* [Excerpted passage]
There was a debate on realgm about the ORB% of 3-pt shots vs. 2-pt shots. Don’t remember seeing anything historically (looking at 3-pta league-wide vs ORB%) that indicated it mattered. Then again, if someone has a great play-by-play script, he/she could check the data from this year.
I too have wondered about the relevance of court location in these matters. Good thought!
Re: Matt above, I’m more concerned when people weigh box-score stats by the ‘indicated’ value than the ‘observed’ value.
By that I mean, I prefer an approach that says, ‘a blocked shot creates a miss, and that’s where you find the value of blocks’ over approaches that say, ‘blocks indicate and correlate with defensive performance, let’s regress and or theorize to find the value of blocks’.
This is probably all in the realm of the judgment call. Especially if you’re going to include both observed-value inputs and a regression element (like people do when they create coefficients for SPM models).
Splitting credit for assisted field goals is another example where different tools will give you different results. I don’t pretend to understand the recent posts on this subject – in Scott Sereday’s SPM posts, at EvanZ’s site – heck, I don’t even understand how ORTG for players splits it up! But there isn’t necessarily consensus for who should get how much credit, especially once you break it down by shot type (layups, 2 pointers, 3s).
@Greyberger
The ‘a blocked shot creates a miss, and that’s where you find the value of blocks’ to me is essentially is a measuring of effect vs measuring the cause. If you’re doing raw tracking like ElGee is doing, I think you can make a good argument that measuring effect is the best way to measure total impact, which is good to know. However, it’s also good to know what the specific causes were for that impact.
When doing SPM, there I think measuring cause over effect is definitely the right approach. The whole idea behind +/- statistics is an acknowledgment that there is just a heck of a lot more to the game than we can measure exactly, so I’d want at what the average value of a particular causal action is.
Really though the right answer is: Let’s keep breaking this stuff down further and further, and have people track it. You’d like to track the cause, the effect, and the relationship between the two. So, uh, ElGee, get on that would ya? 😉
“When doing SPM, there I think measuring cause over effect is definitely the right approach.”

* [What you should do]
Extract from the basketball statistics discussion the passage that starts at the words "This is probably" and ends after the words "for SPM models).".

* [Data]
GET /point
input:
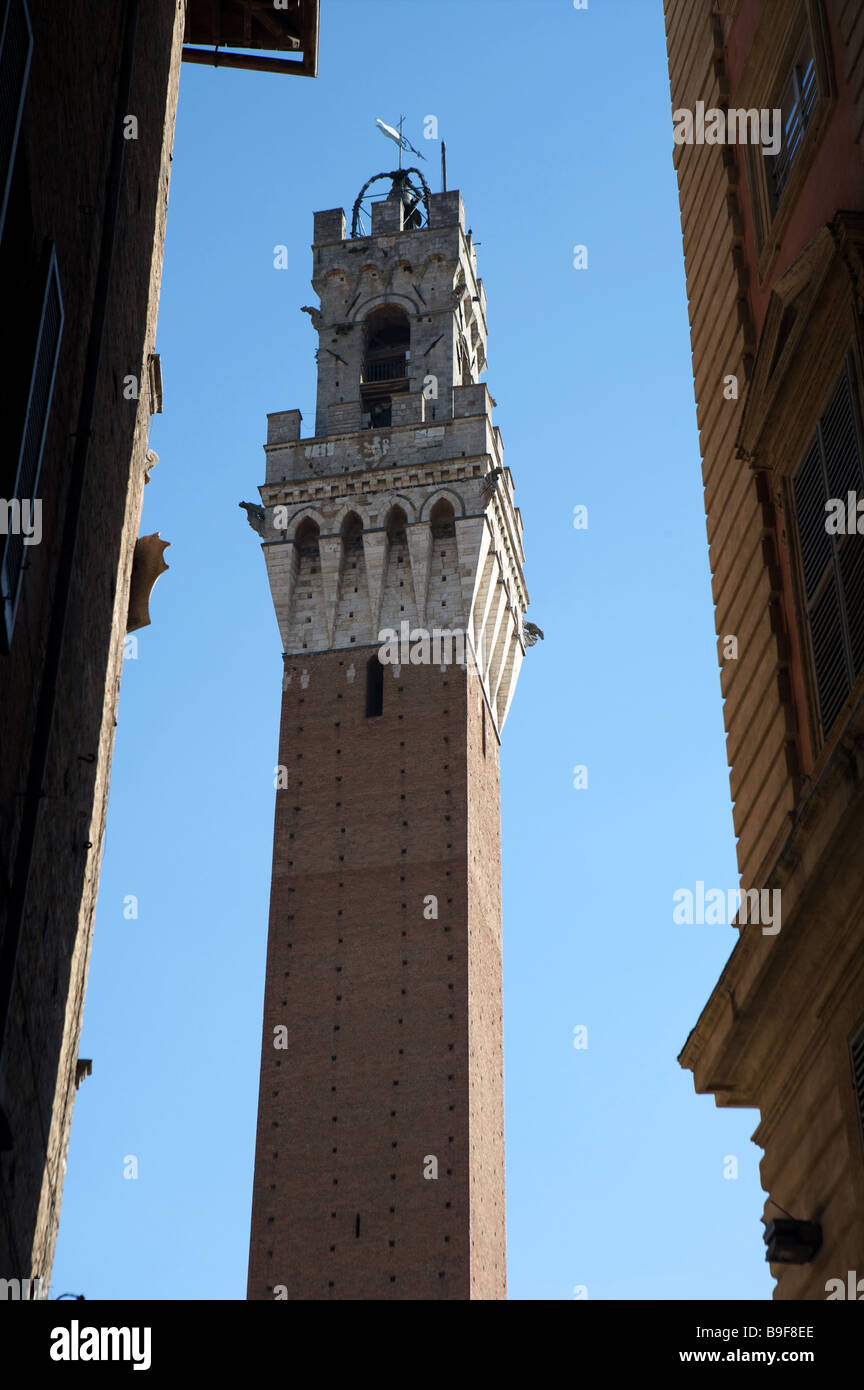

* [Final result]
This is probably all in the realm of the judgment call. Especially if you’re going to include both observed-value inputs and a regression element (like people do when they create coefficients for SPM models).